You can find the code on github here.
- use okapi bm25 instead of tfidf
- dimensionality reduction:use lsi(implemented in muon) instead of svd https://muon.readthedocs.io/en/latest/api/generated/muon.atac.tl.lsi.html muon.atac.tl.lsi(rawdata(with okapi preprocessing), n_comps=64)
Basically, pre-processing contributed greatly to the accuracy, but the following features also contributed somewhat to the accuracy.
- binary feature transformed 0/1 binary and reduced 16 dimensions(svd) as features
- w2v vector feature For each cell, the top100 with the highest expression levels were lined up and vectorized by gensim to get feature vector(16dims) for each gene. https://radimrehurek.com/gensim/models/word2vec.html Ex. CellA: geneB → geneE → geneF → … CellB: geneA → geneC → geneM → … top100 genes vector average in each cell used as features.
- leiden cluster mean feature I made Clusters using muon’s leiden clustering(23 cluster). https://muon.readthedocs.io/en/latest/api/generated/muon.tl.leiden.html#muon.tl.leiden After taking the average of the features for each cluster(23 cluster × 228942 feat), they were reduced to 16 dimensions by svd and used as features(23 cluster × 16feat). After that, join on clusters.
- connectivy matrix feature Since muon’s leiden clustering generates an adjacency matrix between cells as a byproduct, I also use it 16-dimensional with svd as a feature.
- mlp Simple 4-layer mlp; no major differences from mlp in public notebooks target has been reduced to 128 dimensions with svd. use rmse loss
- catboost
- target has been reduced to 128 dimensions with svd.
I made a model of nearly 20 mlp and 3 catboosts with various feature combinations. and cv-based weighted averaging.
The same process as in the organizer was applied.
· · · · ·
### Assignment 1
Reproduce the stretch of the modeling write-up from "- binary feature" through "used as features.", keeping every word unchanged.
### Assignment 2
Answer these questions using the modeling write-up:
(a) How many clusters did the Leiden clustering produce?
(b) To how many dimensions was the target reduced with SVD?
(c) How many MLP models and how many CatBoost models were built?
### Assignment 3
Pick up the modeling write-up after its final sentence and continue it.
· · · · ·
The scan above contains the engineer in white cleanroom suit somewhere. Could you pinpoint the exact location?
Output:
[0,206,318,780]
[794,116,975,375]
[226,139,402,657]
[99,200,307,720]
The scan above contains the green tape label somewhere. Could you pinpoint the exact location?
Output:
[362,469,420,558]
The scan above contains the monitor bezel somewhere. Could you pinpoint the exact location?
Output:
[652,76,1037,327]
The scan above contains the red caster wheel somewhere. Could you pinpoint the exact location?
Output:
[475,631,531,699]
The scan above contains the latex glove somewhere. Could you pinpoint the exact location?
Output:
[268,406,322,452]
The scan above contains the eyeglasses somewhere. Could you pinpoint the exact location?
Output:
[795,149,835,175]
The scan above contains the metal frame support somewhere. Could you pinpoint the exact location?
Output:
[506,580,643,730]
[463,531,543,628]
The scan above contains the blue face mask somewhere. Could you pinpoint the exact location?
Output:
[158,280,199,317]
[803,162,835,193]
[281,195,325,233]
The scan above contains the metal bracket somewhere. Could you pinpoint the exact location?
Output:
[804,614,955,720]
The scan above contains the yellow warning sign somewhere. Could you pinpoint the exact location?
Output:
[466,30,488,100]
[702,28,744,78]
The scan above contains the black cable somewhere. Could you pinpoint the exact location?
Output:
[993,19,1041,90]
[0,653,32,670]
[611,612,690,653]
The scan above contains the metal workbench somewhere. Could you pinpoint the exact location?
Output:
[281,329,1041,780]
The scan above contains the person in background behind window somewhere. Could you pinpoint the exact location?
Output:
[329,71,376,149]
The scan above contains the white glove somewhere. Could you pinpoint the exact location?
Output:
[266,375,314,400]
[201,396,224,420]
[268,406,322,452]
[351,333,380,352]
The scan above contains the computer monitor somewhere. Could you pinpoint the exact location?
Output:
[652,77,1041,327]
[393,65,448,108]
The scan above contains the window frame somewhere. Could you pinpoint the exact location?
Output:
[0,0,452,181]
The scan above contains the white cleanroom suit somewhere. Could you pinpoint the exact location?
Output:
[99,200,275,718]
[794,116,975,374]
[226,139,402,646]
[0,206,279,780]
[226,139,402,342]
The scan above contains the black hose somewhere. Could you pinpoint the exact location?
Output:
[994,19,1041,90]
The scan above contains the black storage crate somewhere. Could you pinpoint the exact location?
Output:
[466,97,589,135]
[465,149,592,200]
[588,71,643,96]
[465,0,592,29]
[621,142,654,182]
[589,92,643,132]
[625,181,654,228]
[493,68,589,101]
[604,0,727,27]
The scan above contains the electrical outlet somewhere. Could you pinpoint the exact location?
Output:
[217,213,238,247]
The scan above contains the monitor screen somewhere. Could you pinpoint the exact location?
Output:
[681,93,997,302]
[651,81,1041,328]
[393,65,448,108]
· · · · ·
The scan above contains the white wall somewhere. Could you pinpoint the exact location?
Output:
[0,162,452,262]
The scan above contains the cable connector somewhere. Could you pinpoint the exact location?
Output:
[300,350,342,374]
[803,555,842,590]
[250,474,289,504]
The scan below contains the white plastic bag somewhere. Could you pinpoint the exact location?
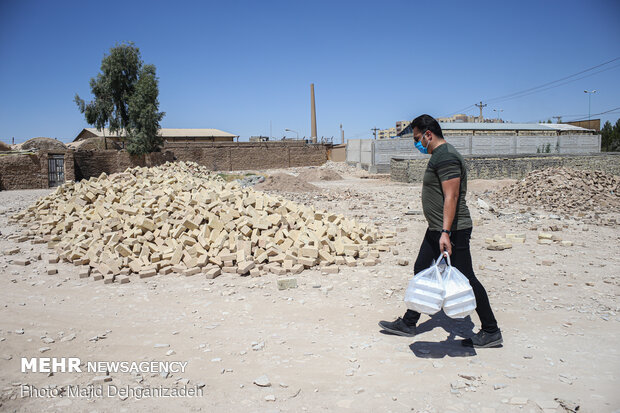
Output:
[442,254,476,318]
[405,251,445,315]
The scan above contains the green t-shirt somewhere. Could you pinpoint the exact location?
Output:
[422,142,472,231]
· · · · ·
### Task result 1
- binary feature transformed 0/1 binary and reduced 16 dimensions(svd) as features
- w2v vector feature For each cell, the top100 with the highest expression levels were lined up and vectorized by gensim to get feature vector(16dims) for each gene. https://radimrehurek.com/gensim/models/word2vec.html Ex. CellA: geneB → geneE → geneF → … CellB: geneA → geneC → geneM → … top100 genes vector average in each cell used as features.

### Task result 2
(a) 23 clusters.
(b) 128 dimensions.
(c) Nearly 20 MLP models and 3 CatBoost models.

### Task result 3
use sc.pp.normalize_per_cell
and sc.pp.log1p
(excluding the gene
that are significantly related to the target protein)
I’ve made a lot of features, and here are some of them that have worked to some degree.
- leiden cluster feature I made Clusters using muon’s leiden clustering. Average of features per cluster and reduce dimensions with svd. (excluding Important genes. It were not used svd, and use raw count’s average for each cluster was used as features as is.)
- w2v vector feature Same as multiome.
- mlp
- Simple 4-layer mlp; no major differences from mlp in public notebooks
- Using correlation_loss. No different from public notebook.
- catboost
I made a model of nearly 20 mlp and 2 catboosts with various feature combinations. and cv-based weighted averaging.
It goes without saying that one of the key elements of this competition is validation. I tried binary classification to classify test data used in PB and others. (At this point, the classification accuracy was so high. So I think it is dangerous to trust LB.) The 10% of the training data that is close to the PB, is used as validation data. This method seemed to work well, the submit with my highest cv was highest pb score.